REQUIREMENTS:
Return, word for word, everything from "Location: Gabinet" down to "are increasingly tangible." in the Ballard Baluard text.

>> Start SELECTED PASSAGE

Ballard Baluard

Location: Gabinet

In a civilisation dominated by interaction via screens, the alteration of urban habits, uncertain landscapes, accident and violence, climatic mutations and dystopia, the influence and the situations predicted by the writer J.G. Ballard are increasingly tangible.

For reasons connected to spelling, when one searches the name of the Es Baluard Museu on Google or social networks, one of the options that come is “Ballard”, the surname of the writer James Graham Ballard (Shanghai, 15th November 1930 – London, 19th April 2009) who lived for most of his life in a little house in Shepperton, a suburb of London next to the airport, which is an island in itself,  both close and distant. These coincidences and some others have led us to generate a context of reflection in our Gabinet space, in order to research some of the basic questions he set forth, based on the museum’s collection and certain little-known works.

 

 

Suspended pool

Nadal Suau

Although the suspended pool is not a Mediterranean creation, and it has become popular in places where luxury and verticality go hand in hand, its introduction into the island’s landscape has an organic – one might say inevitable – sense, imitating (trivializing) the logic of the young tourist who throws himself off of his hotel balcony.

>> End SELECTED PASSAGE
>> Start DATASET SECTION

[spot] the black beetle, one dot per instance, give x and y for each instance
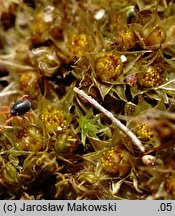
(20, 107)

>> End DATASET SECTION

EXERCISE RESULT:
Location: Gabinet

In a civilisation dominated by interaction via screens, the alteration of urban habits, uncertain landscapes, accident and violence, climatic mutations and dystopia, the influence and the situations predicted by the writer J.G. Ballard are increasingly tangible.